Problem requirements:
Reproduce the entries word for word, from their very first line through the line containing "rough mask: <svg", with both of those lines included.

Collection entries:
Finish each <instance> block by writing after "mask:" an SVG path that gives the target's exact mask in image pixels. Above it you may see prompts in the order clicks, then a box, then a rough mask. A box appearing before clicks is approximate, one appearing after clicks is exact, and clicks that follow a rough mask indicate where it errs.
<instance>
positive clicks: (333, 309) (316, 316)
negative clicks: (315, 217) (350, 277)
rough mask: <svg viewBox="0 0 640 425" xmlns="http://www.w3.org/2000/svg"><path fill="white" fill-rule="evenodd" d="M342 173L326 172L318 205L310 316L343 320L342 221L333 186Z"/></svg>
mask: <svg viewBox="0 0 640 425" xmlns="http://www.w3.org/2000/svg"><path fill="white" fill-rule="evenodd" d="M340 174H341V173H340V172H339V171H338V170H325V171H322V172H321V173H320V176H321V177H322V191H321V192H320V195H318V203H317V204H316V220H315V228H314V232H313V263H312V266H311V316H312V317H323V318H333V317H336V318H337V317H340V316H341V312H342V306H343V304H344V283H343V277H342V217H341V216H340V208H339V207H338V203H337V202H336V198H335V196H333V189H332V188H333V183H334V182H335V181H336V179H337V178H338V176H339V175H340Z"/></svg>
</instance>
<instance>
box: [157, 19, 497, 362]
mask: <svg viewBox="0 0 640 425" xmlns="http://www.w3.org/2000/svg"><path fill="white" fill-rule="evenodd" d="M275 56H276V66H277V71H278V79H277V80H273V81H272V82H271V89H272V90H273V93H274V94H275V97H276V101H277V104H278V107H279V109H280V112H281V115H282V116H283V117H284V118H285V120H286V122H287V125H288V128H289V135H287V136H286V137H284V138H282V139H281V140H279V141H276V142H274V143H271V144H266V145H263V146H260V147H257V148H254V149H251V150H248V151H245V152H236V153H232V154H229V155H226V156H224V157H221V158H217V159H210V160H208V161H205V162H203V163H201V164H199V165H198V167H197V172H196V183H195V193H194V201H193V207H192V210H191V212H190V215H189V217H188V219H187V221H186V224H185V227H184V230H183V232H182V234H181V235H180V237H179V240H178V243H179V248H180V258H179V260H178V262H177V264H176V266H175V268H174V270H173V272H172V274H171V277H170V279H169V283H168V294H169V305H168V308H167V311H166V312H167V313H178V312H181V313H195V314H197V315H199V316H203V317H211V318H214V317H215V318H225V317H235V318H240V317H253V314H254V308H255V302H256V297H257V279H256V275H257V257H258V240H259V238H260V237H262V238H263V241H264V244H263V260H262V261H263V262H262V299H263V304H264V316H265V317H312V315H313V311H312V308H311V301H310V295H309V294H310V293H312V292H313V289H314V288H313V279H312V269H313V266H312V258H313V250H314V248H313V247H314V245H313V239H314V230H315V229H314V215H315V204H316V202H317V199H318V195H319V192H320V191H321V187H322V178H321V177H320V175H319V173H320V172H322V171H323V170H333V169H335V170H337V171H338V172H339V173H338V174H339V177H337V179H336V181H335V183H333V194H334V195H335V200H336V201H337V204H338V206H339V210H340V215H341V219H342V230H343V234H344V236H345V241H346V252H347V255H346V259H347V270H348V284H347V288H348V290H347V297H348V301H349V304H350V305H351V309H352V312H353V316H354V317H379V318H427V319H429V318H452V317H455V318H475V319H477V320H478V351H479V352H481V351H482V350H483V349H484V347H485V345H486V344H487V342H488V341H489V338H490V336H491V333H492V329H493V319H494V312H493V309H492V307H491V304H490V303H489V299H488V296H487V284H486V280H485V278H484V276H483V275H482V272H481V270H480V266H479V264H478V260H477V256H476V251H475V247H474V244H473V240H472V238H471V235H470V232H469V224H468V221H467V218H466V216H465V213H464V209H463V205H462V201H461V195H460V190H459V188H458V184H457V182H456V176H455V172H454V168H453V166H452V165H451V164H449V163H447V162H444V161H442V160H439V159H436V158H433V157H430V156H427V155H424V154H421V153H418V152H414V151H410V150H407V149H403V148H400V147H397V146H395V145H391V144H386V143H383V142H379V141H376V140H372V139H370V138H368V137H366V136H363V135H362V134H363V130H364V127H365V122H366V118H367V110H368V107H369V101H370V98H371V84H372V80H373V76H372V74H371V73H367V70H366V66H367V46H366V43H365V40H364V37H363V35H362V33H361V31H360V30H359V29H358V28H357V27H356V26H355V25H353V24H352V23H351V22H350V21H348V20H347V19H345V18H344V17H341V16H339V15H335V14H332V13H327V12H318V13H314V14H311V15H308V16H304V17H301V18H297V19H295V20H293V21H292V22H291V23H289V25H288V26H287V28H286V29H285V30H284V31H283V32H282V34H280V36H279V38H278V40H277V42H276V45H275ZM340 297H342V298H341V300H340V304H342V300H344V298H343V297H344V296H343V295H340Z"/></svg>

Expected output:
Finish each <instance> block by writing after "mask:" an SVG path that gives the target's exact mask in image pixels. Above it you may see prompts in the order clicks, then a box, then a rough mask. A box appearing before clicks is approximate, one appearing after clicks is exact, and clicks that follow a rough mask indicate where it errs.
<instance>
positive clicks: (333, 309) (316, 316)
negative clicks: (315, 217) (350, 277)
rough mask: <svg viewBox="0 0 640 425" xmlns="http://www.w3.org/2000/svg"><path fill="white" fill-rule="evenodd" d="M342 173L326 172L318 205L310 316L343 320L342 221L333 186Z"/></svg>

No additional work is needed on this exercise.